Source text:
• • • • •

This commit is an implementation of getting at least chunks of Wasmtime
to run in MIRI on CI. The full test suite is not possible

Run some tests in MIRI on CI (#6332)

* Run some tests in MIRI on CI

This commit is an implementation of getting at least chunks of Wasmtime
to run in MIRI on CI. The full test suite is not possible to run in MIRI
because MIRI cannot run Cranelift-produced code at runtime (aka it
doesn't support JITs). Running MIRI, however, is still quite valuable if
we can manage it because it would have trivially detected
GHSA-ch89-5g45-qwc7, our most recent security advisory. The goal of this
PR is to select a subset of the test suite to execute in CI under MIRI
and boost our confidence in the copious amount of `unsafe` code in
Wasmtime's runtime.

Under MIRI's default settings, which is to use the [Stacked
Borrows][stacked] model, much of the code in `Instance` and `VMContext`
is considered invalid. Under the optional [Tree Borrows][tree] model,
however, this same code is accepted. After some [extremely helpful
discussion][discuss] on the Rust Zulip my current conclusion is that
what we're doing is not fundamentally un-sound but we need to model it
in a different way. This PR, however, uses the Tree Borrows model for
MIRI to get something onto CI sooner rather than later, and I hope to
follow this up with something that passed Stacked Borrows. Additionally
that'll hopefully make this diff smaller and easier to digest.

Given all that, the end result of this PR is to get 131 separate unit
tests executing on CI. These unit tests largely exercise the embedding
API where wasm function compilation is not involved. Some tests compile
wasm functions but don't run them, but compiling wasm through Cranelift
in MIRI is so slow that it doesn't seem worth it at this time. This does
mean that there's a pretty big hole in MIRI's test coverage, but that's
to be expected as we're a JIT compiler after all.

To get tests working in MIRI this PR uses a number of strategies:

* When platform-specific code is involved there's now `#[cfg(miri)]` for
MIRI's version. For example there's a custom-built "mmap" just for
MIRI now. Many of these are simple noops, some are `unimplemented!()`
as they shouldn't be reached, and some are slightly nontrivial
implementations such as mmaps and trap handling (for native-to-native
function calls).

• • • • •

Recorded information:
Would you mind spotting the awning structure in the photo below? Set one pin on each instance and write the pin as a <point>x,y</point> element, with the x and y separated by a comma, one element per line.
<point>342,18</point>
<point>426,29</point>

• • • • •

Task prompt: Continue the text on running Wasmtime tests in MIRI from where it stops. The lines are not needed for anything here.

Result:
* Many test modules are simply excluded via `#![cfg(not(miri))]` at the
top of the file. This excludes the entire module's worth of tests from
MIRI. Other modules have `#[cfg_attr(miri, ignore)]` annotations to
ignore tests by default on MIRI. The latter form is used in modules
where some tests work and some don't. This means that all future test
additions will need to be effectively annotated whether they work in
MIRI or not. My hope though is that there's enough precedent in the
test suite of what to do to not cause too much burden.

* A number of locations are fixed with respect to MIRI's analysis. For
example `ComponentInstance`, the component equivalent of
`wasmtime_runtime::Instance`, was actually left out from the fix for
the CVE by accident. MIRI dutifully highlighted the issues here and
I've fixed them locally. Some locations fixed for MIRI are changed to
something that looks similar but is subtly different. For example
retaining items in a `Store<T>` is now done with a Wasmtime-specific
`StoreBox<T>` type. This is because, with MIRI's analyses, moving a
`Box<T>` invalidates all pointers derived from this `Box<T>`. We don't
want these semantics, so we effectively have a custom `Box<T>` to suit
our needs in this regard.

* Some default configuration is different under MIRI. For example most
linear memories are dynamic with no guards and no space reserved for
growth. Settings such as parallel compilation are disabled. These are
applied to make MIRI "work by default" in more places ideally. Some
tests which perform N iterations of something perform fewer iterations
on MIRI to not take quite so long.

This PR is not intended to be a one-and-done-we-never-look-at-it-again
kind of thing. Instead this is intended to lay the groundwork to
continuously run MIRI in CI to catch any soundness issues. This feels,
to me, overdue given the amount of `unsafe` code inside of Wasmtime. My
hope is that over time we can figure out how to run Wasm in MIRI but
that may take quite some time. Regardless this will be adding nontrivial
maintenance work to contributors to Wasmtime. MIRI will be run on CI for
merges, MIRI will have test failures when everything else passes,
MIRI's errors will need to be deciphered by those who have probably
never run MIRI before, things like that. Despite all this to me it seems
worth the cost at this time. Just getting this running caught two
possible soundness bugs in the component implementation that could have
had a real-world impact in the future!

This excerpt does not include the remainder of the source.